DATA RECORDS:
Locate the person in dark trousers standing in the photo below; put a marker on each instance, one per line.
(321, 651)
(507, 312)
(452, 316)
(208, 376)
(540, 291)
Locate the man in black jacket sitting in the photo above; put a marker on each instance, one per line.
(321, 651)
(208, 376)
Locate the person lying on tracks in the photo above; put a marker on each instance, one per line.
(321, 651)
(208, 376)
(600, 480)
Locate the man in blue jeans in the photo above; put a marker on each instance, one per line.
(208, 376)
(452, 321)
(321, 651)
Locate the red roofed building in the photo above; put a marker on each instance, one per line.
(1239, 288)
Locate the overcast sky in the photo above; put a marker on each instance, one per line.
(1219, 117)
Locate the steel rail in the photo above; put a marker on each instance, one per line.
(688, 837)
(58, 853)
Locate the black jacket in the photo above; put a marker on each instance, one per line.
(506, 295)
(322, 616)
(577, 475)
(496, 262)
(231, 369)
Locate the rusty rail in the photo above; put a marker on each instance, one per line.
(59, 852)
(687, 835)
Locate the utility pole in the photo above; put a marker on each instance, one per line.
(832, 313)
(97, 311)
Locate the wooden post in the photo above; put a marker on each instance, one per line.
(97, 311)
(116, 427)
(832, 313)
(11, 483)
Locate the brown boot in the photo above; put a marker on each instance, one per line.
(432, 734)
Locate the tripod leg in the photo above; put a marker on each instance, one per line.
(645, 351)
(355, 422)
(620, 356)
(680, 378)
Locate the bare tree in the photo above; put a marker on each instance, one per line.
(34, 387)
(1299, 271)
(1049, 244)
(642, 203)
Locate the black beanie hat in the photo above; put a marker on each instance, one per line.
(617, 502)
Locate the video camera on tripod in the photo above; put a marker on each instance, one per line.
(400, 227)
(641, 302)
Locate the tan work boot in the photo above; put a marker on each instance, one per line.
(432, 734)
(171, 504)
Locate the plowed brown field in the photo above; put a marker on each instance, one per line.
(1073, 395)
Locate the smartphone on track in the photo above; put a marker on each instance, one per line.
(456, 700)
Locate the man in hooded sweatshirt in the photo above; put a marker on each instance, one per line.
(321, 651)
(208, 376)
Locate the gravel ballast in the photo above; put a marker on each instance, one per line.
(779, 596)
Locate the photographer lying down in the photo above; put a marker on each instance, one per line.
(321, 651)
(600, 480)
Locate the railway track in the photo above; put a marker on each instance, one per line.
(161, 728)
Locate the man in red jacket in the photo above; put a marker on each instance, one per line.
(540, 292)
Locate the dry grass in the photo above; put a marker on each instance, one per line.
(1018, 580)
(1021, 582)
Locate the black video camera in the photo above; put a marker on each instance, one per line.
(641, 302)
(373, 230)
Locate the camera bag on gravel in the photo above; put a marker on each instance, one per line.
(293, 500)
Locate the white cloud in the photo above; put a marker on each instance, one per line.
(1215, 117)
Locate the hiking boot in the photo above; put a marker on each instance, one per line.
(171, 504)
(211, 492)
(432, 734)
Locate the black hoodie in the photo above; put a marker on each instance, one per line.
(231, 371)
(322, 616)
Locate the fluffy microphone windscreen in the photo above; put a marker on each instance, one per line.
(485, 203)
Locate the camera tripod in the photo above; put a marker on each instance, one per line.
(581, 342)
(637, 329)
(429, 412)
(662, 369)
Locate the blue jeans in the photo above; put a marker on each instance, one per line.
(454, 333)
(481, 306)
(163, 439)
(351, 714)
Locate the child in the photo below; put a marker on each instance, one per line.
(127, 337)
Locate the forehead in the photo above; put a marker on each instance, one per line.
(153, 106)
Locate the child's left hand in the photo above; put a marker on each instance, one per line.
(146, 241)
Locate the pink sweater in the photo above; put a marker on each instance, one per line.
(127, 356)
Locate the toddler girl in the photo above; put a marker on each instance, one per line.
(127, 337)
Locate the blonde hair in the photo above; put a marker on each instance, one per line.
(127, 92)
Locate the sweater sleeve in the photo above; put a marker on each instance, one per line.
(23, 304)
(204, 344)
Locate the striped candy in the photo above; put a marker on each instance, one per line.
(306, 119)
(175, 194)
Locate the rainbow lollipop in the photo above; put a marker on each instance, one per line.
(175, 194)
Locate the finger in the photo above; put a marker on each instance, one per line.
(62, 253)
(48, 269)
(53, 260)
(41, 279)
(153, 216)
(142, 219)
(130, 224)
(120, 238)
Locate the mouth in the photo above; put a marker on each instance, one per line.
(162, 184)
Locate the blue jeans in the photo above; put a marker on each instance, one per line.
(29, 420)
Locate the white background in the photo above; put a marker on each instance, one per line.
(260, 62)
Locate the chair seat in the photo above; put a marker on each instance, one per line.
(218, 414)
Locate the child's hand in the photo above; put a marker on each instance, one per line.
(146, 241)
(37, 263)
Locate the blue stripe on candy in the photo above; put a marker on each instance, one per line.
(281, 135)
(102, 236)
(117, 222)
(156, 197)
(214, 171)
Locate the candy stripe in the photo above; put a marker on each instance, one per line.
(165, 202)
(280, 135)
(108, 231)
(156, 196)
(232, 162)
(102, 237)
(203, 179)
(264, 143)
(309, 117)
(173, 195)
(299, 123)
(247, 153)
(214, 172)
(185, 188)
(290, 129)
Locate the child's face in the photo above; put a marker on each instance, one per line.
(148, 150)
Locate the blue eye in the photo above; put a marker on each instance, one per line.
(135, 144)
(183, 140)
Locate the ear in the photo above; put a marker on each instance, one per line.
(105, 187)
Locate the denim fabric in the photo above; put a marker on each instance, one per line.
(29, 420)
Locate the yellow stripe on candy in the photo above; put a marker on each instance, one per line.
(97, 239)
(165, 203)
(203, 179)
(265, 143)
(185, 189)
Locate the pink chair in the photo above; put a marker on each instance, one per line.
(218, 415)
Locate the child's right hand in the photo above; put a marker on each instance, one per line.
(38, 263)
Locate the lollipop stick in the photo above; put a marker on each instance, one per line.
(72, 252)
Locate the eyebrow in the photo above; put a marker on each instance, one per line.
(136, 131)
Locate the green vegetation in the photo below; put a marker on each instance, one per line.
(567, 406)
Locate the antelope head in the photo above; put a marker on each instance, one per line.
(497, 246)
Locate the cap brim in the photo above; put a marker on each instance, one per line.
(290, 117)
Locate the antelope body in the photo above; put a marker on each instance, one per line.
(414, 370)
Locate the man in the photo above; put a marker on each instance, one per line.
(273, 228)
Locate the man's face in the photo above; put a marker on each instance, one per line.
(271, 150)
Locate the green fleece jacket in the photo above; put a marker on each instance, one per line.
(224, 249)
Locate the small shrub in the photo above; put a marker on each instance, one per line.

GIVEN REQUEST:
Rewrite the lines of the listing above from the line with "Locate the eyebrow" through the end of the listing, both ends included, keeping each request as it is and multiplying every coordinate in the answers by 1.1, rounded to whole numbers with halves rounded up. Give only those lines.

SOLUTION FOR THIS EXERCISE:
Locate the eyebrow in the photo above; put a marker on each instance, one per line.
(150, 144)
Locate the green vegetation in the photo below; put a marker on each instance, one per line.
(624, 447)
Locate the antelope head in the photo above; put a marker on each instance, one per line.
(547, 271)
Locate the cap brim in the photo above; put a marker on each instance, one per line.
(319, 129)
Locate the antelope body in the photo above; put a marker on each instance, one per line.
(455, 407)
Locate the man in the photo above; put a marker on each instance, one per line.
(300, 251)
Locate the man's face in the photo above; put a marker on each instance, one per line.
(298, 165)
Locate the green fleece jacket in the photo above; put a marker on each instance, one per line.
(246, 274)
Locate the small shrub in the photo above; put a marker on each instance, one per line.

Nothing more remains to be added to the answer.